Your response should consist of the lines below, printed exactly.
►
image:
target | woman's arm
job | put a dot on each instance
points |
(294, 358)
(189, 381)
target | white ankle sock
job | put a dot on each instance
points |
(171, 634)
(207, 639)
◄
EXERCISE ANSWER:
image:
target | woman's arm
job | put a dot on each instance
points |
(294, 358)
(189, 381)
target | white ankle sock
job | put a dot on each instance
points |
(171, 634)
(207, 639)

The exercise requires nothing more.